__TUGAS YANG DIKERJAKAN__
A) Tulis ulang paragraf dalam teks tentang masker tomat yang diawali "Sebenarnya, aku sudah biasa" dengan lebih ringkas, tetapi tetap memuat fakta utamanya.
B) Kutip persis bagian teks tentang masker tomat yang dibuka dengan kata-kata berisi "Ternyata, efek pakai" dan ditutup dengan "untuk dibilang maskeran.".

__KUTIPAN TEKS__
◇ ◇ ◇

Who Amung Us

Minggu, 12 Juli 2015

Masker Tomat

sumber : kuherbal.com (ilustrasi ini hasil googling juga lho)
Ternyata, efek pakai masker tomat itu mirip-mirip sama masker jeruk nipis. Perih-perih pating crekit. Tapi segar, dingin, pori-pori kulit seketika mengecil. Dan wajah terasa lebih kenyal.

Sebenarnya, aku sudah biasa mengoles-oleskan sisa buah apapun yang kumakan ke kulit wajahku, sejak kecil dulu, sesuai nasehat ibu. Entah itu tomat, pepaya, semangka, melon, timun, blewah, bengkoang, belimbing, pir, alpukat, kentang, pisang, bahkan juga apel, jambu air, jambu kluthuk, (Semoga tidak ada yang lantas terinspirasi untuk mencoba jambu monyet. Saranku, jangan!) srikaya, rambutan... Hasilnya? Kadang-kadang terjadi pliket di wajahku, hehehe. Lengket, lengket.. Kuanggap itu namanya sudah maskeran yang alami. Kemarin baru kusadari, kebiasaan itu belum terhitung serius untuk dibilang maskeran.

◇ ◇ ◇

Butir identifikasi lokasi:
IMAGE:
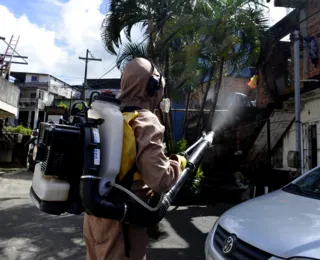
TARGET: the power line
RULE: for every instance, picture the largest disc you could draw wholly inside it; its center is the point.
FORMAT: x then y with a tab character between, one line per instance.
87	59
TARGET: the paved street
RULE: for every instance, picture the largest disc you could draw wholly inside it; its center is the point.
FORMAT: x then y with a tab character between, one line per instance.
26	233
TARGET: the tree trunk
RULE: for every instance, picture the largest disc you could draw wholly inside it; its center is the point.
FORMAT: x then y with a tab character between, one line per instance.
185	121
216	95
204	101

◇ ◇ ◇

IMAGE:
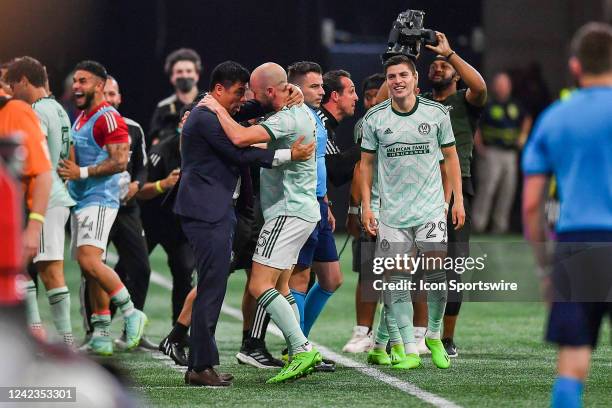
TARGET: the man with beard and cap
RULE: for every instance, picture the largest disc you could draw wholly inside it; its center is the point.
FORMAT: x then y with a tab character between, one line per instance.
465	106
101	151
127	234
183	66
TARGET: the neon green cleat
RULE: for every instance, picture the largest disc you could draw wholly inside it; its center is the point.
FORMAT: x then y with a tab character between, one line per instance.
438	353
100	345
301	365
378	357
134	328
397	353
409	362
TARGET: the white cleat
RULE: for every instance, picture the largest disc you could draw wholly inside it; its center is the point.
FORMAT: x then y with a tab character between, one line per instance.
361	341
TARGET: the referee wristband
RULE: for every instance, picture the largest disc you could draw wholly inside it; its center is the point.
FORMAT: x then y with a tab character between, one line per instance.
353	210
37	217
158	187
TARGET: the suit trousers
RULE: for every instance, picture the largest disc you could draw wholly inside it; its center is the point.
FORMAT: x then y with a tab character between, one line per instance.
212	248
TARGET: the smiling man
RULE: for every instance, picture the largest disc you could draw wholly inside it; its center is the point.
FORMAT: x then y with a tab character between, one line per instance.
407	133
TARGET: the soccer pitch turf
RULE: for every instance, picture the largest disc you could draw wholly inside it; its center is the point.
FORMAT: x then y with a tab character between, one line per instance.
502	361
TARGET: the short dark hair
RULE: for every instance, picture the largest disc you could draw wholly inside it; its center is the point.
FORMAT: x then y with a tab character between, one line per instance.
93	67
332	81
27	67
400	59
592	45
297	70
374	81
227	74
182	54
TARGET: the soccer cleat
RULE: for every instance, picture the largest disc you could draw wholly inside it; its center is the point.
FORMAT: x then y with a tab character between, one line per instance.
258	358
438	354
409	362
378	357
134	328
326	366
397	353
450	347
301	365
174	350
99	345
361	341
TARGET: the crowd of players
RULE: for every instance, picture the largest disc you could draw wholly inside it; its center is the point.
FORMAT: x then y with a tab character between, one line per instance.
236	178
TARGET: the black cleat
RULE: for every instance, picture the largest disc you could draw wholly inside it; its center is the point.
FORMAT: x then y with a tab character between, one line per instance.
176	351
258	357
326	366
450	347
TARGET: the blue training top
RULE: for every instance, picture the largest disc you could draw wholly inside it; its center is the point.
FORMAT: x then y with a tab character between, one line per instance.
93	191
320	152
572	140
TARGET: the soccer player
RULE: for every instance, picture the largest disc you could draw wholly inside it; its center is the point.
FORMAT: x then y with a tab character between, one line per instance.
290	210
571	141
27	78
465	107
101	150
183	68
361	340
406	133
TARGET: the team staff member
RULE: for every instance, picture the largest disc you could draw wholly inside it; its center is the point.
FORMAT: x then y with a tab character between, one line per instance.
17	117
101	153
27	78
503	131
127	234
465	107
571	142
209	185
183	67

◇ ◇ ◇

__JAWABAN YANG DIHARAPKAN__
A) Sejak kecil, sesuai nasehat ibu, aku terbiasa mengoleskan sisa buah apa pun yang kumakan ke wajah, seperti tomat, pepaya, semangka, timun, alpukat, pisang, apel, srikaya, dan rambutan, tetapi tidak menyarankan jambu monyet. Hasilnya, wajah kadang terasa lengket, dan itu kuanggap sebagai maskeran alami. Kemarin baru kusadari bahwa kebiasaan itu belum cukup serius untuk disebut maskeran.

B)
Ternyata, efek pakai masker tomat itu mirip-mirip sama masker jeruk nipis. Perih-perih pating crekit. Tapi segar, dingin, pori-pori kulit seketika mengecil. Dan wajah terasa lebih kenyal.

Sebenarnya, aku sudah biasa mengoles-oleskan sisa buah apapun yang kumakan ke kulit wajahku, sejak kecil dulu, sesuai nasehat ibu. Entah itu tomat, pepaya, semangka, melon, timun, blewah, bengkoang, belimbing, pir, alpukat, kentang, pisang, bahkan juga apel, jambu air, jambu kluthuk, (Semoga tidak ada yang lantas terinspirasi untuk mencoba jambu monyet. Saranku, jangan!) srikaya, rambutan... Hasilnya? Kadang-kadang terjadi pliket di wajahku, hehehe. Lengket, lengket.. Kuanggap itu namanya sudah maskeran yang alami. Kemarin baru kusadari, kebiasaan itu belum terhitung serius untuk dibilang maskeran.